▶ [The problem] Extract every line in the rows below that contains the string "foliage", and reproduce each such line in full.
+===+
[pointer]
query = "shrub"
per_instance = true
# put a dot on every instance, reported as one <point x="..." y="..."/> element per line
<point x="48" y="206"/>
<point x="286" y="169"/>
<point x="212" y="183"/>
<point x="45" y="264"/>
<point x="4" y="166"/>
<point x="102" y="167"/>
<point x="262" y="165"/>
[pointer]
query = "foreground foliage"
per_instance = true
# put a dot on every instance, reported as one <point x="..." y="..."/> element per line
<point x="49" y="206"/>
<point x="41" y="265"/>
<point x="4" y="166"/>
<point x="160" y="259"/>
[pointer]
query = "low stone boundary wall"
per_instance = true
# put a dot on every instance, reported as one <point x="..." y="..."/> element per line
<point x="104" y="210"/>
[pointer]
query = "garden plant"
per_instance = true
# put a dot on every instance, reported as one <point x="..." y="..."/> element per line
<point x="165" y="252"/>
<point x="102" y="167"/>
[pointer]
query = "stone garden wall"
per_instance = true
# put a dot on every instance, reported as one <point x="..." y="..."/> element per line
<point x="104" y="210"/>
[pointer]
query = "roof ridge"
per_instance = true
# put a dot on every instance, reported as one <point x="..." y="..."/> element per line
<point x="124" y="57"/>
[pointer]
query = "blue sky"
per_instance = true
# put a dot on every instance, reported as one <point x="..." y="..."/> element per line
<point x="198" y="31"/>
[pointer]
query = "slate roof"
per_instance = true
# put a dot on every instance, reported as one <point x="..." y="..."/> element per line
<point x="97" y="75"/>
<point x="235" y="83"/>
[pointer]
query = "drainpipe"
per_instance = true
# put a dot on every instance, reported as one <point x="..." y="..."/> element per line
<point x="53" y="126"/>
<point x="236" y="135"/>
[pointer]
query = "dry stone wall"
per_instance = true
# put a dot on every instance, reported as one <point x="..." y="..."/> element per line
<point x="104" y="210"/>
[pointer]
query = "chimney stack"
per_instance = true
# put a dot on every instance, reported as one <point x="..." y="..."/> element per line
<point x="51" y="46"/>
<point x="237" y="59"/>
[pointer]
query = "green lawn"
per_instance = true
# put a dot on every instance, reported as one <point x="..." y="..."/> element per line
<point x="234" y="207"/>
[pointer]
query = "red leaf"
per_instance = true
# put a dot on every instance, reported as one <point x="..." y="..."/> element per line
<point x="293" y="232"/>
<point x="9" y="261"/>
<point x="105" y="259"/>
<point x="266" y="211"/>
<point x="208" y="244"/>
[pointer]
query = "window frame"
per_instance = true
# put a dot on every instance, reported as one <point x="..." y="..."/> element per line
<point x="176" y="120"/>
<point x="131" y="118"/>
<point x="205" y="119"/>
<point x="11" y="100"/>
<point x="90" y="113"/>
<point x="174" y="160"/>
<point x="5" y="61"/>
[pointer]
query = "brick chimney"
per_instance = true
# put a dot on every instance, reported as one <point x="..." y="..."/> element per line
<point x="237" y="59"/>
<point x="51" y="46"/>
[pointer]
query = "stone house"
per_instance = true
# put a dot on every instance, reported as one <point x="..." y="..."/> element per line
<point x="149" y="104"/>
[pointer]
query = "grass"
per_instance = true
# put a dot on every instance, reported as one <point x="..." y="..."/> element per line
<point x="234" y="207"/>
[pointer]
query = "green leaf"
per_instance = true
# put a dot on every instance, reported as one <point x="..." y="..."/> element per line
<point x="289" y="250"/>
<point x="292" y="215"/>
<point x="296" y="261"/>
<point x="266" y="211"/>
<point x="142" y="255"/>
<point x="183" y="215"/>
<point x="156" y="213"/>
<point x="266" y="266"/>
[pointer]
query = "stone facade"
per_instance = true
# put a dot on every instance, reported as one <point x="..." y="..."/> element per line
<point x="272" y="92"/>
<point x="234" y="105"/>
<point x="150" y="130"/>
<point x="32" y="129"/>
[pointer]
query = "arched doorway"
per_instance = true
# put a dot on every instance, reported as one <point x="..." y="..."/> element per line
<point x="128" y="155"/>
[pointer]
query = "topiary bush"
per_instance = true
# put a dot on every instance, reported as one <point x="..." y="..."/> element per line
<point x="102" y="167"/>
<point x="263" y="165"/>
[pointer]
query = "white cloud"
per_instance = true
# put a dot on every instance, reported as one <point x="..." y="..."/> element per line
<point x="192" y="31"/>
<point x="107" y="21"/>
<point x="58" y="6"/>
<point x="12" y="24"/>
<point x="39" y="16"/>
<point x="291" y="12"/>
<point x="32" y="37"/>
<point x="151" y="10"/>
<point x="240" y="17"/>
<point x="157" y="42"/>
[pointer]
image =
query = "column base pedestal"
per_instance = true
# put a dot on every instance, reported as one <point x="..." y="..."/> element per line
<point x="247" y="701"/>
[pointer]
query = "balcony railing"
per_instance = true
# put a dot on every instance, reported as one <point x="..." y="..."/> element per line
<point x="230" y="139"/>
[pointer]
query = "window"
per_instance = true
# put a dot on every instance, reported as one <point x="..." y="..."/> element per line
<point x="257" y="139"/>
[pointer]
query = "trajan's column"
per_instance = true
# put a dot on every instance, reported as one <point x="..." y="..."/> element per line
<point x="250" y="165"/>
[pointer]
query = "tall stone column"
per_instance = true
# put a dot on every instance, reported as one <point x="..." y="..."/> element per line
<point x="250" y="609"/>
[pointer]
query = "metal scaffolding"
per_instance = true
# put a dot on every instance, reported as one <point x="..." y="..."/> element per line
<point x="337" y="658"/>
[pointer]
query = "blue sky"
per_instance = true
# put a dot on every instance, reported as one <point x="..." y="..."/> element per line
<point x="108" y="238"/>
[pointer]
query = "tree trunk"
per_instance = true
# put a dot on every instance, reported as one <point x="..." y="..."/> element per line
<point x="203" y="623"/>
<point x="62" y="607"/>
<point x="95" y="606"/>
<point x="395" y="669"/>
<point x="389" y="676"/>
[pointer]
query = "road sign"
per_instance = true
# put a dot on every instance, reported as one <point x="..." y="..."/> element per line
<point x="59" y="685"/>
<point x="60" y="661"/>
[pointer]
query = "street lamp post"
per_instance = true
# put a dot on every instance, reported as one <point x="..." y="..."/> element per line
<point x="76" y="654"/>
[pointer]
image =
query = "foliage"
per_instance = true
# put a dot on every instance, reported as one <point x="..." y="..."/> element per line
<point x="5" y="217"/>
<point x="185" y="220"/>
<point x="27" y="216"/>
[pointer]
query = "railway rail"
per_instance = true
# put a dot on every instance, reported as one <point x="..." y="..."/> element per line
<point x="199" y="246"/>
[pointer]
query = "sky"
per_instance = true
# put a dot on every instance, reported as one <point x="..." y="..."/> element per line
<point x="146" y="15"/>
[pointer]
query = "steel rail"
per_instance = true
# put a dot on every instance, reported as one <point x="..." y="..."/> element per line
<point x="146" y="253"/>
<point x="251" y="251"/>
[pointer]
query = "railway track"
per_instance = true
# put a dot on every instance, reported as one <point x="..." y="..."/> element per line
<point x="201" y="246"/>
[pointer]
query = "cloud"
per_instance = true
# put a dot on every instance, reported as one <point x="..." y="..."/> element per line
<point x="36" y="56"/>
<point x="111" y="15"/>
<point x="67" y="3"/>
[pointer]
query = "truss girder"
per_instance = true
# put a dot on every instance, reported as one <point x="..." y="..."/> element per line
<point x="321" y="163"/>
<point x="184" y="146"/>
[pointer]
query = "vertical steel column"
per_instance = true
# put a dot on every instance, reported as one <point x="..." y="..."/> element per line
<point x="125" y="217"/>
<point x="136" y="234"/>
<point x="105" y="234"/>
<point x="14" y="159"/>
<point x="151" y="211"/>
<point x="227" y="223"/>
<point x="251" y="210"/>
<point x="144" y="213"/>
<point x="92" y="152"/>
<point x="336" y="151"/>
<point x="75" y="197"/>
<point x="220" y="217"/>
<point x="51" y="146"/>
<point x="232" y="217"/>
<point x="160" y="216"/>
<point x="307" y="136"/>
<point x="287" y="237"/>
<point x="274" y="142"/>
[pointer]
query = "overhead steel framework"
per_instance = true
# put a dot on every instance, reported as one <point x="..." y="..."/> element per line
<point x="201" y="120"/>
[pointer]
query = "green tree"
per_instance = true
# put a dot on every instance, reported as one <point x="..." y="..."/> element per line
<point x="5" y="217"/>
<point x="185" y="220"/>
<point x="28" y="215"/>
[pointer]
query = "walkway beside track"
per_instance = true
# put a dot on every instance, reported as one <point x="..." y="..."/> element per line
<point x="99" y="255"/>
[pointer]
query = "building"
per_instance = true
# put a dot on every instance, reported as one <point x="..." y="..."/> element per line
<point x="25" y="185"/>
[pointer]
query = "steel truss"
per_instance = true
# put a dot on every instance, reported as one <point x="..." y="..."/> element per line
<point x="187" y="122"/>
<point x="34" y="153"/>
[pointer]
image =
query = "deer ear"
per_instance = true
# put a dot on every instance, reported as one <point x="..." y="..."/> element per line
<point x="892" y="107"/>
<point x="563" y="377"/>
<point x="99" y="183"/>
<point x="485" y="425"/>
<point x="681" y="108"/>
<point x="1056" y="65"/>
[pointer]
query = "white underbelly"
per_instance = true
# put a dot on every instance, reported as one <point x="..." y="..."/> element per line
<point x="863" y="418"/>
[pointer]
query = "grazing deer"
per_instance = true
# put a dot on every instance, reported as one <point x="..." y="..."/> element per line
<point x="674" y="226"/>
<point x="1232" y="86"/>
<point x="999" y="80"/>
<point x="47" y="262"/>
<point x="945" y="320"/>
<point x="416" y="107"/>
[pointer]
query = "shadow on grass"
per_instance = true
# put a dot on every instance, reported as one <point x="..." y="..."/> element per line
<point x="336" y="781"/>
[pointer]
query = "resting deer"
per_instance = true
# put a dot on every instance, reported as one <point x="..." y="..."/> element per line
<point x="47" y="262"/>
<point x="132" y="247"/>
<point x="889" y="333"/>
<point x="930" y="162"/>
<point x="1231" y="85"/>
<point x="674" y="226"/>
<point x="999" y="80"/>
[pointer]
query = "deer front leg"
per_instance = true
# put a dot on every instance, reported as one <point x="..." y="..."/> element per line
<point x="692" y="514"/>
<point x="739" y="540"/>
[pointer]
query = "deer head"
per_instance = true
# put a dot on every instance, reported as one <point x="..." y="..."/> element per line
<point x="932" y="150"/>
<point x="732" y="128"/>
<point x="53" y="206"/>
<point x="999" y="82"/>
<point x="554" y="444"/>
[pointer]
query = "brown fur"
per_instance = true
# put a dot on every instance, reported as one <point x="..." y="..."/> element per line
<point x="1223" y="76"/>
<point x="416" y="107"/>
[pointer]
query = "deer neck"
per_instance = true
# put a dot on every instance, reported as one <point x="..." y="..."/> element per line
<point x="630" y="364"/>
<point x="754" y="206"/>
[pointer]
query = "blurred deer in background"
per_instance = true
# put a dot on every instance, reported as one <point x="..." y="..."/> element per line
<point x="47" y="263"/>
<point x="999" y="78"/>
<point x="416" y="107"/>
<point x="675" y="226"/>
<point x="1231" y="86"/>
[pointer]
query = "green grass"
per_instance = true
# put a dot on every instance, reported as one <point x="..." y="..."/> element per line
+===+
▶ [Response below]
query = "foreground foliage"
query = "foliage"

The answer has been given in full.